GIVEN PASSAGE:
────

Santiago was born in Irosin, Sorsogon on November 27, 1951. He started his painting career when he entered college in 1971 at age 17 and finished his college education at the University of Santo Tomas College of Architecture and Fine Arts in Manila, with a degree in painting in 1978. He is also a scholar in the College of Architecture and Fine Arts of UST during his schooldays. He finished his masteral degree in Fine Arts at the UST Graduate School. He now teaches drawing and painting at the UST Department of Painting, where he is also the department chair.

────

Recorded data

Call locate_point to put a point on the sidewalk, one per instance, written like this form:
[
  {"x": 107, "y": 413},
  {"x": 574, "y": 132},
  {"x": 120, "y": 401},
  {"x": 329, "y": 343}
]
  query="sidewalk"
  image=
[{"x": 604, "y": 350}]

────

WHAT IS EXPECTED:
Pick up the biographical passage on the painter Santiago at the point where it ends, and continue it.

RESULT:
== Awards ==

- Dangal ng UST: GAWAD SAN ALBERTO MAGNO - Visual Arts (Fine Arts & Design) 2009
- UST Benavides Award - College of Architecture and Fine Arts 1979
- Art Association of the Philippines 1979 Art Competition - Gold medalist
- Kulay sa Tubig: Watercolor Painting Competition - Top 5 Watercolorists
- Best Entry - UST On-the-spot painting Competition 1973
- Best Entry - UST On-the-spot Painting Competition 1975
- Award of Recognition in Art Education and Painting -80th Painting Anniversary - UST Atelier Association (2015)
- Grand Prize - Sto. Nino On-the-spot Painting Competition, Malolos, Bulacan- 1979

== Style and influence ==

Danilo Santiago is an eclectic artist. His portfolio includes a diverse array of art movements and media such as watercolor, oil, and pastels. He was trained under Angelito Antonio, Antonio Austria, Bonifacio Cristobal, Wenceslao Garcia, Diosdado Lorenzo, and Mario Parial.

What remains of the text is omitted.